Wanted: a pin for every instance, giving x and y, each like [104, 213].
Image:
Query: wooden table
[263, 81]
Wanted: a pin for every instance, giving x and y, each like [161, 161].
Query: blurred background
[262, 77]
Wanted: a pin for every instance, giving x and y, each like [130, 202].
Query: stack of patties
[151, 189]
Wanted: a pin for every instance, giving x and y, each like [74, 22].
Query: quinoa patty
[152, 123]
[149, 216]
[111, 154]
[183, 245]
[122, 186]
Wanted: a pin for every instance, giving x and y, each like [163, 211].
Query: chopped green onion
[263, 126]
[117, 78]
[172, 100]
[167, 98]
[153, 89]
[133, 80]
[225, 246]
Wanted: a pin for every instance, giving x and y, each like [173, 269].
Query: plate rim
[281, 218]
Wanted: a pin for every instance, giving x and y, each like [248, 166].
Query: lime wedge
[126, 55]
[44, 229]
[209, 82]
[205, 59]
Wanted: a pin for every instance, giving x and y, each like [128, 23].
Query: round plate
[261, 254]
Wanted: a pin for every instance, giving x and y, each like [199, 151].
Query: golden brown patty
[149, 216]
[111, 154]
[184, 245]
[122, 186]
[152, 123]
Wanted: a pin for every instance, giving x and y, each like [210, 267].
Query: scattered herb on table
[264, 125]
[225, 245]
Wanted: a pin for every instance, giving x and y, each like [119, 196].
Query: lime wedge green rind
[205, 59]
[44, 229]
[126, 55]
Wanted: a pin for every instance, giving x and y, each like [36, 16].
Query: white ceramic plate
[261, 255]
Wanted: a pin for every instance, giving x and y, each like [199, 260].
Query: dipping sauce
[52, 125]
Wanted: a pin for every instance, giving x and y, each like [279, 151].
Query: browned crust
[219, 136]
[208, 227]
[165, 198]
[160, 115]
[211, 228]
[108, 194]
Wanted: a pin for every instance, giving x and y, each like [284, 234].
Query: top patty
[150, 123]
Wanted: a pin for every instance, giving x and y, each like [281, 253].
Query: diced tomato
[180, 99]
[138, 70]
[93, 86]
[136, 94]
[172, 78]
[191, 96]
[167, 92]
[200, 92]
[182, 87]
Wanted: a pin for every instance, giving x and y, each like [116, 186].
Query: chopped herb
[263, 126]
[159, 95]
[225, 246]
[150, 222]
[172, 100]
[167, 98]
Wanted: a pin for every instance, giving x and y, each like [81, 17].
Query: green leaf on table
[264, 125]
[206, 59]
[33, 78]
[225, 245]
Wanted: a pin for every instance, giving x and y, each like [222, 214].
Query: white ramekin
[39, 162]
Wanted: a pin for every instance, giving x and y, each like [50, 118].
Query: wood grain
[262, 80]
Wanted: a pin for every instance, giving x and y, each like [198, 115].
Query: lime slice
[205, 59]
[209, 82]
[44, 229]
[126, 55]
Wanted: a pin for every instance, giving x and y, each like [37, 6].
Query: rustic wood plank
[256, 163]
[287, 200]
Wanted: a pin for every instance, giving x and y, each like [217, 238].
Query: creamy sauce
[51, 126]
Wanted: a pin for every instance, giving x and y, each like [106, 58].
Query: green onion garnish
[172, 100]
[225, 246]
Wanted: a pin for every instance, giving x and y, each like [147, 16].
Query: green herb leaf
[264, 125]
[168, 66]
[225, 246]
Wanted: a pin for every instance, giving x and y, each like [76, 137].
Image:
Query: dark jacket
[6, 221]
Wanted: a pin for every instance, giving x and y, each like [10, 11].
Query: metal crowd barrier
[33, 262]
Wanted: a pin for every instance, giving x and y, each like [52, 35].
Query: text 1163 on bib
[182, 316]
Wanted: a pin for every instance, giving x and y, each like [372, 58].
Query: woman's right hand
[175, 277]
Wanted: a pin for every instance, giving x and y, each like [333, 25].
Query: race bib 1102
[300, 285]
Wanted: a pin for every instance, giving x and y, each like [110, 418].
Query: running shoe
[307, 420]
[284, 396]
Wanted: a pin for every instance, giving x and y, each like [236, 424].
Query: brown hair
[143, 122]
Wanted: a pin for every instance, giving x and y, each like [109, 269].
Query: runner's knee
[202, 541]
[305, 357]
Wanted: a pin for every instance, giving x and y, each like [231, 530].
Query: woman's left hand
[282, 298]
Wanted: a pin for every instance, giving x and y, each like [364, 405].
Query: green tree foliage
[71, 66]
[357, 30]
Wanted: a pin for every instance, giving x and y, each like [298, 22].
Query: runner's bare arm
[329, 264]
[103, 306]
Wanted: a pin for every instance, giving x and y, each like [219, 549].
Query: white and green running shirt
..............................
__Exercise__. Exact lines only, please: output the listing from the first line to the line with "like [199, 151].", both included.

__Answer__.
Wanted: a pin for every instance, giving x and y, each like [104, 213].
Image:
Query: wooden table
[263, 81]
Wanted: a pin for every instance, giving x and y, each like [161, 161].
Query: blurred background
[262, 77]
Wanted: a pin for every instance, giving x and y, each like [130, 202].
Query: stack of patties
[151, 189]
Wanted: a pin for every instance, giving x and y, each like [74, 22].
Query: quinoa patty
[152, 123]
[149, 216]
[111, 154]
[183, 245]
[122, 186]
Wanted: a pin for every instance, giving x and y, each like [163, 211].
Query: chopped green onion
[263, 126]
[117, 78]
[172, 100]
[167, 98]
[153, 89]
[133, 80]
[225, 246]
Wanted: a pin for every instance, giving x and y, each like [173, 269].
Query: plate rim
[281, 218]
Wanted: a pin for every instance, giving x and y, each like [248, 166].
Query: lime wedge
[126, 55]
[44, 229]
[209, 82]
[205, 59]
Wanted: a pin for every instance, giving x and y, each like [128, 23].
Query: round plate
[261, 254]
Wanted: a pin for every instance, giving x and y, each like [199, 151].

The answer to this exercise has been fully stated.